WORK INSTRUCTIONS:
- 1) In the futility-law commentary, reproduce the passage between "The proper role" and "the patient’s condition.", inclusive, substituting "doctors" for "physicians".
- 2) Answer the following from the futility-law commentary:
(a) Which newspaper ran the headline, and on what date?
(b) What does the Texas statute allow physicians and hospitals to do?
(c) According to those who defend the law, physicians are professionals rather than what?

SOURCE PASSAGE:
========================

Why the words we use matter
By Howard Brody
“Family vows to fight futile-care law,” said the headline in the May 9 Houston Chronicle. This seems like an innocent and neutral statement. Let me explain why it might be profoundly misleading.
The article went on to say that the family of a woman who recently died, for whom the hospital earlier had tried to stop various measures its medical staff regarded as futile, was determined to battle the Texas statute that allows physicians and hospitals to invoke the “futility” doctrine.
The proper role of “futility” in end-of-life medical care is controversial. Some argue that the Texas law takes away the rights of patients and their families, threatening the vulnerable in an era when cost-cutting, not treatment, seems to be the rule. Others hold that physicians are professionals, not vending machines that dispense treatment at the buyer’s whim. Professionals should have the prerogative not to perform interventions that, based on their best scientific judgment, won’t improve the patient’s condition.
Rather than trying here to resolve this thorny debate, I want to show that it matters which words we use to describe the question. Certain language seems neutral but has the effect of handing the victory to one side before the discussion is fully joined.

========================

GIVEN DATA:
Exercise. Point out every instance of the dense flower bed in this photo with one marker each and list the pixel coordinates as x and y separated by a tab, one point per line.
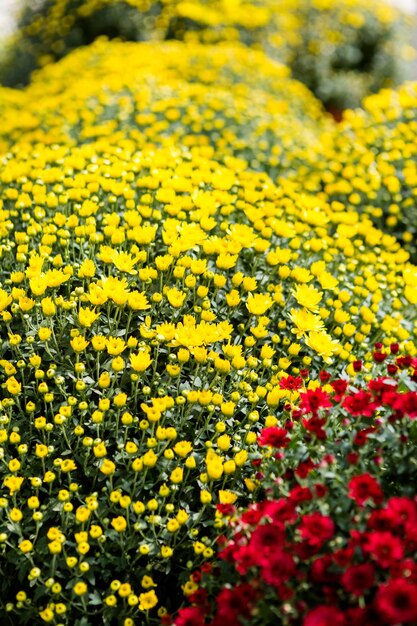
371	162
200	96
202	332
342	50
151	303
334	541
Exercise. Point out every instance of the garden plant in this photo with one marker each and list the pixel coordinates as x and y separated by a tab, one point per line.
208	325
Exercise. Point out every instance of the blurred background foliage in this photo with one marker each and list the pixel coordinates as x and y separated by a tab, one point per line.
341	50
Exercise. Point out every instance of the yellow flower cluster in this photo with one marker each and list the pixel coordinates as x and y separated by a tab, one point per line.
153	295
371	162
342	50
190	94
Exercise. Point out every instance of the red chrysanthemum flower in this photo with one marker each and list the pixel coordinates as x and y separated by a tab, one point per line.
357	578
396	602
365	487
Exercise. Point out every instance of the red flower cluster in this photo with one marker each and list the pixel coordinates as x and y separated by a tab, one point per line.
331	545
368	576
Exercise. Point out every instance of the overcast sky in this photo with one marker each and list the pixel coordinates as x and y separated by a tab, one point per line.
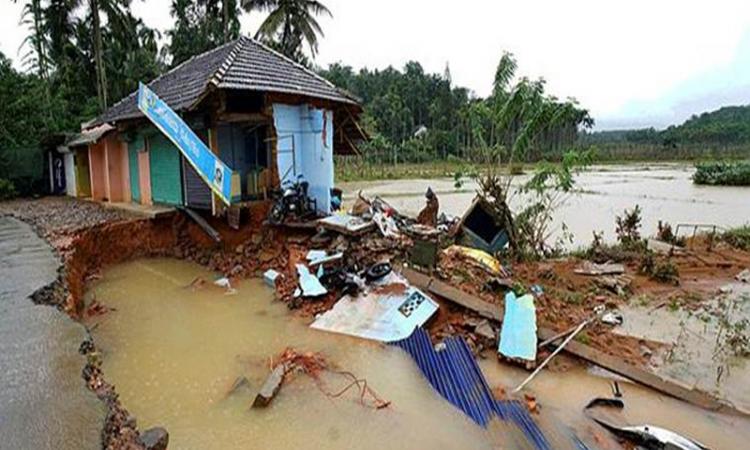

========================

ANSWER SET:
- 1)
The proper role of “futility” in end-of-life medical care is controversial. Some argue that the Texas law takes away the rights of patients and their families, threatening the vulnerable in an era when cost-cutting, not treatment, seems to be the rule. Others hold that doctors are professionals, not vending machines that dispense treatment at the buyer’s whim. Professionals should have the prerogative not to perform interventions that, based on their best scientific judgment, won’t improve the patient’s condition.

- 2)
(a) The Houston Chronicle, on May 9.
(b) It allows them to invoke the "futility" doctrine.
(c) Vending machines that dispense treatment at the buyer's whim.